* _Given instruction 1_
Reproduce the entries exactly as they appear, covering the stretch from the start of the entries through the line that contains "interior: even-odd rule".

* _Text_
=-=-=

There's no answer to that.
They can't know anything was right in the past because they use different measurements.
And here's the best part.
Even the buoys is not exactly the same technology as when the first round of buoys were put in the water.
And sometimes the buoys give you a wrong measurement.
Do you know what they do when a buoy seems to have the wrong temperature?
They use their adjustments and their models and their algorithms and the other temperature ways to adjust it for an estimate.
It's so clearly bullshit.
If you lived in a, if you were in a corporation and one of your employees came to you and told you that story, That they're using all kinds of different equipment that changes over time, and they're using their math and their estimates and their algorithms to correct it.
You would laugh them out of your office.
Unless it was what you wanted to hear.
And then you'd say, sounds good.
So we accept whatever we want to hear that we think is already right.
Anyway, that's a big hole in AI.
AI might give you holes where you could find the truth, even when the people in charge are trying to hide it.
All right.
Trump said that one rough hour of policing would end crime.
I love his hyperbole.
Now, is this going to get fact-checked by MSNBC?
I don't think if one hour.
One hour sounds too short.
So we're going to do some calculations to find out if crime could be eliminated in one hour.
Nope.

=-=-=

* _Given records_
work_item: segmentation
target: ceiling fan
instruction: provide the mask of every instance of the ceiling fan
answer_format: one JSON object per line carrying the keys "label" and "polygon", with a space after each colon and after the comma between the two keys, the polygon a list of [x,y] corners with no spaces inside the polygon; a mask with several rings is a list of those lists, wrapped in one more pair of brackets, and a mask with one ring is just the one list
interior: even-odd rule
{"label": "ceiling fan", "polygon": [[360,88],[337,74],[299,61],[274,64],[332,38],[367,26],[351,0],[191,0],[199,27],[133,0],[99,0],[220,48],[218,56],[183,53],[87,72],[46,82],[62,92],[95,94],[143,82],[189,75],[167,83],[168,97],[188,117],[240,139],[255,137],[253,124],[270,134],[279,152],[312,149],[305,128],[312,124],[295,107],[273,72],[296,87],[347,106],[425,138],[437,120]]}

=-=-=

* _Given instruction 2_
According to the text, what do "they" use when a buoy seems to have the wrong temperature? List every item named.

* _Finished answer 1_
work_item: segmentation
target: ceiling fan
instruction: provide the mask of every instance of the ceiling fan
answer_format: one JSON object per line carrying the keys "label" and "polygon", with a space after each colon and after the comma between the two keys, the polygon a list of [x,y] corners with no spaces inside the polygon; a mask with several rings is a list of those lists, wrapped in one more pair of brackets, and a mask with one ring is just the one list
interior: even-odd rule

* _Finished answer 2_
- Their adjustments
- Their models
- Their algorithms
- The other temperature ways